PROVIDED DATA:
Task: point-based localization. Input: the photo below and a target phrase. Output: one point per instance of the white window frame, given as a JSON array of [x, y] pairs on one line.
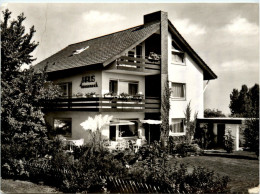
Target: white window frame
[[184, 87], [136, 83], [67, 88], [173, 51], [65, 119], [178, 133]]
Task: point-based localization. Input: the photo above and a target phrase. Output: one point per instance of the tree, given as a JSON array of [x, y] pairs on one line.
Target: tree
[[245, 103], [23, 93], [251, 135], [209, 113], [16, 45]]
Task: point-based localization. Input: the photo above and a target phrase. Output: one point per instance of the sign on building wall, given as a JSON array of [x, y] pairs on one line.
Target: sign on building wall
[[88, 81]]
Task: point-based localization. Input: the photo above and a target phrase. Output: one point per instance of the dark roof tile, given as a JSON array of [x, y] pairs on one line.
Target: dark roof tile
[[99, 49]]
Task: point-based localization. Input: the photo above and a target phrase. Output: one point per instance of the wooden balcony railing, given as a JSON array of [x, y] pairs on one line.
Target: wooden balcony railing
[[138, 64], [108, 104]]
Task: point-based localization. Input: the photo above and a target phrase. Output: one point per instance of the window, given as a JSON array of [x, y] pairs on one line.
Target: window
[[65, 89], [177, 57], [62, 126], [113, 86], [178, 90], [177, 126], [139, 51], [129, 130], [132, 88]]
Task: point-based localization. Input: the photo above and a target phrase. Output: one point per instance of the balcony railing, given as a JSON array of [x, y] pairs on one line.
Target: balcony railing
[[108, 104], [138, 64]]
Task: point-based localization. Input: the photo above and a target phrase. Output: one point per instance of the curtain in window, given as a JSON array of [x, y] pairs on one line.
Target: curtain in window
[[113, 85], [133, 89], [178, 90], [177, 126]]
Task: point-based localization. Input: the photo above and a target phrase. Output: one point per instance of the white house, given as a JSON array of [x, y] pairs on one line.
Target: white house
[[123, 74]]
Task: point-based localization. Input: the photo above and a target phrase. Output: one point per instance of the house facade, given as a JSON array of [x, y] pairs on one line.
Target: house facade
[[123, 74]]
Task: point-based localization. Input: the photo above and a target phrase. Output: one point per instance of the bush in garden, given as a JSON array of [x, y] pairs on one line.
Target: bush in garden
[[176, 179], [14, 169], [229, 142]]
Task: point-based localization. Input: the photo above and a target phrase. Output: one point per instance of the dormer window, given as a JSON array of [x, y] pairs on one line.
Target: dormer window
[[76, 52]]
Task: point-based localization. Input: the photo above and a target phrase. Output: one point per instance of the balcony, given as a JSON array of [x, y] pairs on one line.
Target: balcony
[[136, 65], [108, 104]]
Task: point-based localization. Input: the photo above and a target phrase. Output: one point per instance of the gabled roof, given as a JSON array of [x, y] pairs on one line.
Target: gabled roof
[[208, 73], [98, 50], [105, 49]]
==
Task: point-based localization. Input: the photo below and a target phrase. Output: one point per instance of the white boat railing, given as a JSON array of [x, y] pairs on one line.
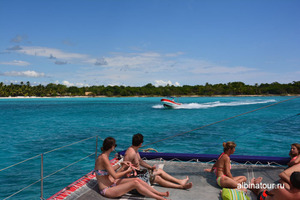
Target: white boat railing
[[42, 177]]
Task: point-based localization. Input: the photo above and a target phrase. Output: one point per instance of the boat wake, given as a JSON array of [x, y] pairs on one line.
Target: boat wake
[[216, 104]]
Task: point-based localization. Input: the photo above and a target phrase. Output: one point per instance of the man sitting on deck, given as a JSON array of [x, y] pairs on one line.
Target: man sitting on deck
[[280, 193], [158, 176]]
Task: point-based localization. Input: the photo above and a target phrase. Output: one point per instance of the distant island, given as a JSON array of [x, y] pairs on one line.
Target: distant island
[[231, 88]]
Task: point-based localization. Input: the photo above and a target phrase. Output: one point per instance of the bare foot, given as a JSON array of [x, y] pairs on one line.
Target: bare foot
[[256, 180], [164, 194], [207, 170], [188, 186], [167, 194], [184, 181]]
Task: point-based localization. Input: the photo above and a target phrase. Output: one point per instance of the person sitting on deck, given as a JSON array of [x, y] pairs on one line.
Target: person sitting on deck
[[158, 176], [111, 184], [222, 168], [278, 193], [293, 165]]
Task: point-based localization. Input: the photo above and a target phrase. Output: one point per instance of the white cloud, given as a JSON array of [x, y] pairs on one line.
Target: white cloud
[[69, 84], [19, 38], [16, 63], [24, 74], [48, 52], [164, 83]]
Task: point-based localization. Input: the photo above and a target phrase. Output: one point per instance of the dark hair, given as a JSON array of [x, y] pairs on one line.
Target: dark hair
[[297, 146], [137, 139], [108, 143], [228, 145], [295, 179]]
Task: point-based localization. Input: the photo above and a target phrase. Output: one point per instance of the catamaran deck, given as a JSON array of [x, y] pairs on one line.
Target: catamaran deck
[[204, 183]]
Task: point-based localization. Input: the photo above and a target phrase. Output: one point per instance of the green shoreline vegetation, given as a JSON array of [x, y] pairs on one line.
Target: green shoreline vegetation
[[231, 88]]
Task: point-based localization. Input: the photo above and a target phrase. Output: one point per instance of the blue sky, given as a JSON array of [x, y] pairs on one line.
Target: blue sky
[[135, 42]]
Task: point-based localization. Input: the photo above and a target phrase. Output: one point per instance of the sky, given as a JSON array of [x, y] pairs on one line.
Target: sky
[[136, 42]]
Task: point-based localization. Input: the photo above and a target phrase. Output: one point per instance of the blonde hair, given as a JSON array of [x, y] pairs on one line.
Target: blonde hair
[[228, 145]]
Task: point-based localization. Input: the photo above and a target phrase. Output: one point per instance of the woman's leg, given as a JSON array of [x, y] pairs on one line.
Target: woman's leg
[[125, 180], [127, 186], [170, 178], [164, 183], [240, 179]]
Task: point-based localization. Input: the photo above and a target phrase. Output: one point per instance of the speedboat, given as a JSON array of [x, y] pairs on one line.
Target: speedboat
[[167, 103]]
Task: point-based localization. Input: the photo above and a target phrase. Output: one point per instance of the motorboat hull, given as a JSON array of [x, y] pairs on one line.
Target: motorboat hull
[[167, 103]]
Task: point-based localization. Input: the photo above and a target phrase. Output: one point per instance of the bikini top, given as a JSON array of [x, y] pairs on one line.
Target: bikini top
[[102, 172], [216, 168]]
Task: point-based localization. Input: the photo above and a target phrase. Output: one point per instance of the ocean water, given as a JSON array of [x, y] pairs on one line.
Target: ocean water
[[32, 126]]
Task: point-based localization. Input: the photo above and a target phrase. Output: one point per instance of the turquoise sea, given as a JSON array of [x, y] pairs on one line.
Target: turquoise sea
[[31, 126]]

DIRECTIONS:
Tally the lines in the records that contain "below", then give only the tally.

TASK OUTPUT:
2